##### Input material

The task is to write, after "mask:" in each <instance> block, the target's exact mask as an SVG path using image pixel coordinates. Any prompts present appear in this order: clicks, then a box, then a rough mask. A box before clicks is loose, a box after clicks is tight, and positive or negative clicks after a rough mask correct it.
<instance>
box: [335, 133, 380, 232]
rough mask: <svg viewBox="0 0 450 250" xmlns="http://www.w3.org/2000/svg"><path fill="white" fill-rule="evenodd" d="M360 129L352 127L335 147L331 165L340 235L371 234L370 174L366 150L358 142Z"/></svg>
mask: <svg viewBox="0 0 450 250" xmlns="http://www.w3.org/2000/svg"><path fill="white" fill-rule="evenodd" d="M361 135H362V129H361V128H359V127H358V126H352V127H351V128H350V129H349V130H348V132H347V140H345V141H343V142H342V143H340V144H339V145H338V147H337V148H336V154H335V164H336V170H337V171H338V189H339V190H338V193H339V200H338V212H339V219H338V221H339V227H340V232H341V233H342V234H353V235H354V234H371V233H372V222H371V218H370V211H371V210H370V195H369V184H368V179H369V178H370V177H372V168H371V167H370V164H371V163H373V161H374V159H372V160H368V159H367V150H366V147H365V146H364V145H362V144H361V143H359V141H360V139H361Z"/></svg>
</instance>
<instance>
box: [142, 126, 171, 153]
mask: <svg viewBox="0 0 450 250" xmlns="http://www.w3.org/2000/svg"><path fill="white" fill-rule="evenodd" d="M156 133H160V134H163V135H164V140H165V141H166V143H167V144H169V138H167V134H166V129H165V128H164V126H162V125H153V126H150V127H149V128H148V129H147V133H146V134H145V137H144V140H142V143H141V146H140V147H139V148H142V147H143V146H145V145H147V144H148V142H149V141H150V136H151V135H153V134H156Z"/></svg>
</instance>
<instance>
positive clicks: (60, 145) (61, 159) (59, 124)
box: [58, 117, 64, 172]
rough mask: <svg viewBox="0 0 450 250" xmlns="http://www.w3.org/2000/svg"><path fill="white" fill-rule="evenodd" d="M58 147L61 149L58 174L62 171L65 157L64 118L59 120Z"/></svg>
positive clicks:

##########

• **Problem to solve**
Find "box: [142, 126, 171, 153]" in the records. Copy its line and every line after it, exactly, through the last one.

• **Answer box**
box: [142, 126, 171, 153]
mask: <svg viewBox="0 0 450 250" xmlns="http://www.w3.org/2000/svg"><path fill="white" fill-rule="evenodd" d="M156 133H160V134H163V135H164V140H165V141H166V143H167V144H169V138H167V134H166V129H165V128H164V126H162V125H153V126H150V127H149V128H148V129H147V133H146V134H145V137H144V140H142V143H141V146H140V147H139V148H142V147H143V146H145V145H147V144H148V142H149V141H150V136H151V135H153V134H156Z"/></svg>
</instance>
<instance>
positive clicks: (60, 145) (61, 159) (59, 124)
box: [58, 117, 64, 172]
rough mask: <svg viewBox="0 0 450 250" xmlns="http://www.w3.org/2000/svg"><path fill="white" fill-rule="evenodd" d="M58 147L61 149L58 174L62 171L65 157L64 118L59 120Z"/></svg>
positive clicks:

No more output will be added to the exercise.